> Trecho do documento:
A fé que se revela no silêncio e nos gestos

por Albimar Furtado*
Jornalista albimar@superig.com.br

A agenda cobrava uma reunião na sede da Assembléia Legislativa, às 10 horas. A caminho, passava em frente a Igreja do Galo e ali perto,  o estacionamento. O relógio indicava que  me apressara, tendo ainda um crédito de 40 minutos. Olhei a Igreja, pensei na Quaresma, tempo de recomeço, de  lembrar que antes do céu, há a cruz. Decidi entrar no templo e beber um pouco da fé dos simples que entram e saem, num revezamento que preenche o dia inteiro.

Sentei num dos últimos bancos e além de mim, tinham mais três pessoas. Lá na frente, no primeiro banco, o homem de camisa de botões manuseava um terço. No banco ao lado do meu, a mulher de vestes simples, mexia os lábios em oração e passava as mãos nos cabelos de corte rente a nuca. Dois bancos atrás outra mulher, também em vestimentas simples, surradas até, alternava momentos de louvores silenciosos e em voz alta. Imaginei ser uma pedinte, como costumeiramente aparece ali.

Instante seguinte, outra personagem se junta ao grupo. Agora, alguém mais produzido, uma mulher bem maquiada, cabelos arrumados em salão de beleza, roupa de corte elegante. Repete o que outros fizeram antes: ajoelha-se, faz o sinal da cruz, reza em silêncio. Estava na cara a diferença social. Mas ali, ninguém reparava em ninguém, exceção do repórter que chegara antes, já fizera suas orações e saciava a curiosidade natural de seu labor. Lá, não era lugar de futricas.

O silêncio dominava os quatro cantos do grande salão, impregnados de fé. Dois, dos que ali estavam deixam a igreja e quase no mesmo instante outro homem chega para se acomodar em um de seus bancos. Camisa básica, bermuda, em sinal de respeito descobre a cabeça, retirando o boné. Não parece concentrado, ora tem o olhar fixado no altar à sua frente, ora repara no barulho que vem da rua. Impaciente, não demora.

Na porta principal cruza com outro homem de fina estampa. Camisa social bem passada, calça jeans de boa lavagem, cabelo cuidadosamente penteado, cobrindo parcialmente a calvície. Genuflexo, faz o sinal da Cruz, senta no banco próximo, deixa as mãos postas repousando sobre o espaldar do banco da frente. Outros chegam.

> Informações registradas:
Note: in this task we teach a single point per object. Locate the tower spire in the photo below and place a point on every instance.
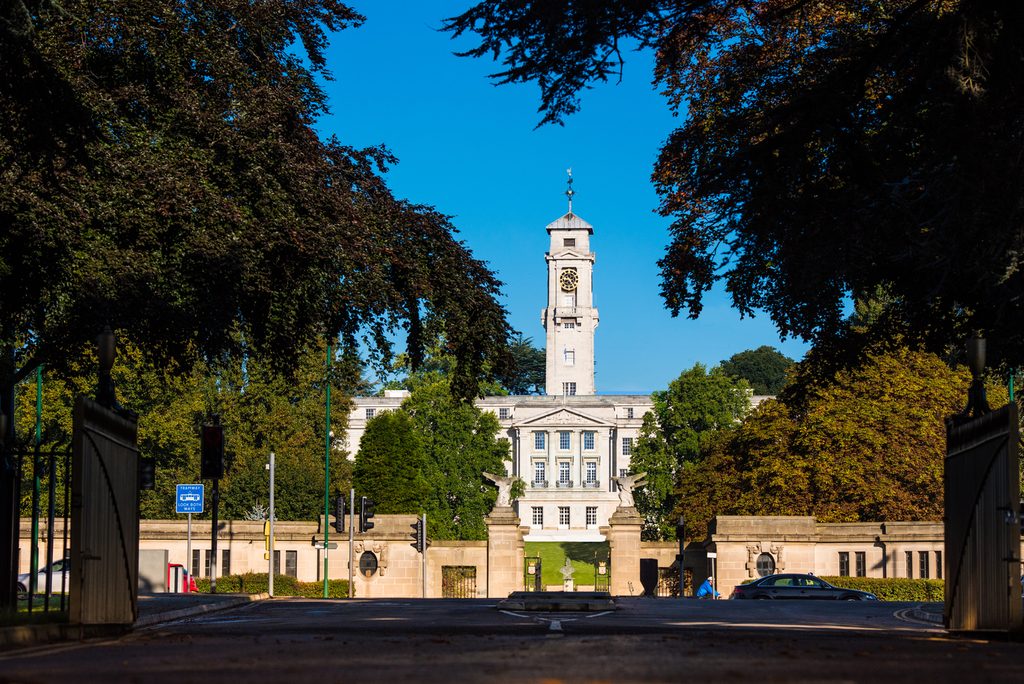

> Instruções do exercício: No texto sobre a Igreja do Galo, quais gestos a mulher bem maquiada repete ao chegar, como os outros fizeram antes? Liste todos.

> Resultado da tarefa:
- Ajoelha-se
- Faz o sinal da cruz
- Reza em silêncio